Required work: Pull every line containing "orange" from the data.

Source data:
====================

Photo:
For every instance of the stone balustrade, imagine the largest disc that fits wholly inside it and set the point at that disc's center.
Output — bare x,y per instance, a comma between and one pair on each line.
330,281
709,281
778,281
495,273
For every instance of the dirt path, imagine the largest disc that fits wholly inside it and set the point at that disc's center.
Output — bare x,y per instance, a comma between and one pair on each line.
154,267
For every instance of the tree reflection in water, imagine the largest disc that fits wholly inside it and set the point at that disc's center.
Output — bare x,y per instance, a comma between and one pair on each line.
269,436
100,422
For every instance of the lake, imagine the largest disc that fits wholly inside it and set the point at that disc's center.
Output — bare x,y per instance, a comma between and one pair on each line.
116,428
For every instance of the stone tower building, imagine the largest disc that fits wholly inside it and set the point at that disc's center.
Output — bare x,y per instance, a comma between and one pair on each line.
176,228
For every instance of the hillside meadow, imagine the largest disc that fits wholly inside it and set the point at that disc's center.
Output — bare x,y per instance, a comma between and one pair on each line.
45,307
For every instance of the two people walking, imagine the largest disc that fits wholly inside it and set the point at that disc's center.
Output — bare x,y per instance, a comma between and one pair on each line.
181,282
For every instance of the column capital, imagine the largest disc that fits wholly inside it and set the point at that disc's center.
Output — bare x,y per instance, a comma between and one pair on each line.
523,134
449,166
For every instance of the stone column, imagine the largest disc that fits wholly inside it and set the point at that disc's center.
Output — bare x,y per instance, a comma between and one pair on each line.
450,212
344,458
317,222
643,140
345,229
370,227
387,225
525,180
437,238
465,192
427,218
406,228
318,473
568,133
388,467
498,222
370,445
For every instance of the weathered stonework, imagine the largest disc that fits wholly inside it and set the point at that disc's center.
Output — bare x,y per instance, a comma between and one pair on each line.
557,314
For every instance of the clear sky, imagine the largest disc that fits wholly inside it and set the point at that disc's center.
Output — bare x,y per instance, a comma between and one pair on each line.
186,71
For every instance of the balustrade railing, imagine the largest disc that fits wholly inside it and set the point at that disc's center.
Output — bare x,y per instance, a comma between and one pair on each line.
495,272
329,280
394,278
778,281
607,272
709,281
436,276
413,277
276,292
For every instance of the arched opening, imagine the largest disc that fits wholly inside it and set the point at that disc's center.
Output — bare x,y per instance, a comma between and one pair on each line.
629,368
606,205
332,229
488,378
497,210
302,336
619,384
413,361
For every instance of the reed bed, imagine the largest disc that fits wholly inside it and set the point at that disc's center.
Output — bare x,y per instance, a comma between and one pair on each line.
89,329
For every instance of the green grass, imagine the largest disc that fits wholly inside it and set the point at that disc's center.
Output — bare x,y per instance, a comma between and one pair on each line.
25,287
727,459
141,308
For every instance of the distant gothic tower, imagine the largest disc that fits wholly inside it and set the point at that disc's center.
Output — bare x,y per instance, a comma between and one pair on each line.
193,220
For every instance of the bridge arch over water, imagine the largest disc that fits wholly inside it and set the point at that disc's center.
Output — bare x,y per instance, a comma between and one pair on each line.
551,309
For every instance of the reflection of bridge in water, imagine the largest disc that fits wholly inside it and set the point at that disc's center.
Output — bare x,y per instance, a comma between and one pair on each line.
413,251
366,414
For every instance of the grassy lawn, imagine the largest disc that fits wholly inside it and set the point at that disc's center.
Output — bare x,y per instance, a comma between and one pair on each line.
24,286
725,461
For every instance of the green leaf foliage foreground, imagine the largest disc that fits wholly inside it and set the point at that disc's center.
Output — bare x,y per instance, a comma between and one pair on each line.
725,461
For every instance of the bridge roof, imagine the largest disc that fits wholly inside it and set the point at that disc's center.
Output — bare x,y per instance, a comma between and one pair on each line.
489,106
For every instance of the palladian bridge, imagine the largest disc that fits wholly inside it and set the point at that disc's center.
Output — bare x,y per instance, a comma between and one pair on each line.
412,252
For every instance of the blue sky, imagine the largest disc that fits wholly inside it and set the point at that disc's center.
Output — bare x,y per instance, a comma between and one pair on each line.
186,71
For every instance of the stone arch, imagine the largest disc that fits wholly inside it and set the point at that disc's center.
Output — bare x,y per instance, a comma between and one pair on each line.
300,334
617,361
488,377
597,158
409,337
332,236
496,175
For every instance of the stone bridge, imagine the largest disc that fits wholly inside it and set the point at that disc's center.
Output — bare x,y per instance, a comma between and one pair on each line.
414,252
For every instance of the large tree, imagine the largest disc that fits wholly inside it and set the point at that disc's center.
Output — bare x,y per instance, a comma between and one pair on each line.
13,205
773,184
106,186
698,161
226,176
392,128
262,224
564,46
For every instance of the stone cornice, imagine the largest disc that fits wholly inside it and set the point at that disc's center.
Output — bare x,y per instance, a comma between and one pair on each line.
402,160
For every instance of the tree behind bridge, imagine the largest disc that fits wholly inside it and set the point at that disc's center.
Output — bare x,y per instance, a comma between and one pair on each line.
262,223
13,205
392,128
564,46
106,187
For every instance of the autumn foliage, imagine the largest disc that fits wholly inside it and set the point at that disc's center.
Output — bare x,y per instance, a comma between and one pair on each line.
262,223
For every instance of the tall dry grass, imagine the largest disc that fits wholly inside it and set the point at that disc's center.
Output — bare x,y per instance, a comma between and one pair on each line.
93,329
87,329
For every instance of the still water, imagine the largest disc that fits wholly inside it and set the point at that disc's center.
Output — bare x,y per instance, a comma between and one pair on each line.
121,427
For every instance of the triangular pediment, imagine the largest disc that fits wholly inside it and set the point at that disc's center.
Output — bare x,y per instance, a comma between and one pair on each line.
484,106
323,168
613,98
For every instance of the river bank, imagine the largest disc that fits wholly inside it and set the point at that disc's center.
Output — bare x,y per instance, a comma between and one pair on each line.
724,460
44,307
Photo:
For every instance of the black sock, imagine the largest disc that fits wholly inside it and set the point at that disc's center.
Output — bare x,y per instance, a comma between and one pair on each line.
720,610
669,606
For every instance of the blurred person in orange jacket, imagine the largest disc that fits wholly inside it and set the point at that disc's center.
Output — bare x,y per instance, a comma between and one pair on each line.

====================

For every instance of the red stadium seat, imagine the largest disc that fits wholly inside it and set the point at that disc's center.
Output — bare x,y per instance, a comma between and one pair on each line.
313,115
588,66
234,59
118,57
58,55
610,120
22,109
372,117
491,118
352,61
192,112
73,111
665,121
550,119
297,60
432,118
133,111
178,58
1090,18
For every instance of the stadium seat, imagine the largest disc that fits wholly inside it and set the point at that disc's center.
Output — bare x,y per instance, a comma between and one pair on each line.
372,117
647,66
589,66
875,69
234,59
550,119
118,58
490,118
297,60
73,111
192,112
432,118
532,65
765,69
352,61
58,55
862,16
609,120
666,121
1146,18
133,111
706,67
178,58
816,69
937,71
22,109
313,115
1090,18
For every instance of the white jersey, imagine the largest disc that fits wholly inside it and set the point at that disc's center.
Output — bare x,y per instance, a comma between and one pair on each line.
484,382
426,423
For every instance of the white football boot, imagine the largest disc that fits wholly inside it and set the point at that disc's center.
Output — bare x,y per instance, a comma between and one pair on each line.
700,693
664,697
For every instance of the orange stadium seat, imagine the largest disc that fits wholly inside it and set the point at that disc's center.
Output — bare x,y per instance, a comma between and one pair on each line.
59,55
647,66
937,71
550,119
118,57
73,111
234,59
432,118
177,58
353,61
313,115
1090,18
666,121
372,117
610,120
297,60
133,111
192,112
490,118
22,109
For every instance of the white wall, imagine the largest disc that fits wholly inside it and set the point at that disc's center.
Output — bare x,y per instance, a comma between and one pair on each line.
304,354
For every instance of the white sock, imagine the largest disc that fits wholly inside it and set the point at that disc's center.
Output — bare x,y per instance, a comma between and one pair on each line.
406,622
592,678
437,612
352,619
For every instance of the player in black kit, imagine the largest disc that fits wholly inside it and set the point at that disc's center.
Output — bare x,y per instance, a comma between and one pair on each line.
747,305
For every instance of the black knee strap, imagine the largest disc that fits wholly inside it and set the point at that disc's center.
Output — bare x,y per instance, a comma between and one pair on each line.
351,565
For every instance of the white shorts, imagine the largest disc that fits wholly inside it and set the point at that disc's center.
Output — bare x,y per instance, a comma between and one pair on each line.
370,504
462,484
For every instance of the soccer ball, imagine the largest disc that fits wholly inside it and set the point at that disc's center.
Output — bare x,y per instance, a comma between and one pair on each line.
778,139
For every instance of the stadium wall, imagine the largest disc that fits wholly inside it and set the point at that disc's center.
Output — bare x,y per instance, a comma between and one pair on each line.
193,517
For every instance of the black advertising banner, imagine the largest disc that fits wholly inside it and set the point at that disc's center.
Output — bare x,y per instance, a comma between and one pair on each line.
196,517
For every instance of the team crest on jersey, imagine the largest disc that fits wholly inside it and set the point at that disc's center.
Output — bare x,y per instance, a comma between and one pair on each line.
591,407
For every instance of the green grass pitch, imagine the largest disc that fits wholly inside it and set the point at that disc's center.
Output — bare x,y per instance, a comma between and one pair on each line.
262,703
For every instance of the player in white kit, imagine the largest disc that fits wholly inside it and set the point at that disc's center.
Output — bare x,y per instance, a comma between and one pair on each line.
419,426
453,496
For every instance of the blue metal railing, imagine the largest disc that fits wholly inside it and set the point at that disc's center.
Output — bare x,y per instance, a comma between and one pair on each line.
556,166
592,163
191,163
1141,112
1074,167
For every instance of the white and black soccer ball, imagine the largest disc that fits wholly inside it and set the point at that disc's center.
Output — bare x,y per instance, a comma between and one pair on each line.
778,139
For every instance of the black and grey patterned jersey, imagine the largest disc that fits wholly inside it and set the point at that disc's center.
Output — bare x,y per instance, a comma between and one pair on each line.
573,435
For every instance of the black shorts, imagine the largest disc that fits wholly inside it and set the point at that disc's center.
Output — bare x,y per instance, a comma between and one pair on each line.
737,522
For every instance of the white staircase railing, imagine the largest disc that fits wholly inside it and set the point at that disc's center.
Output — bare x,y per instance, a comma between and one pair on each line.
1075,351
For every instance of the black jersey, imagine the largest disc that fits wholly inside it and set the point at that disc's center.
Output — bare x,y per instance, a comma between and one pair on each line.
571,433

====================

Response to the exercise:
For every instance of the blurred person in orange jacket, imagine the largest disc that fits wholly inside it and set the point at that disc's center.
For every instance of the orange stadium seat, imagine the largest disc that fits wholly inside it and set the point at that disc's center.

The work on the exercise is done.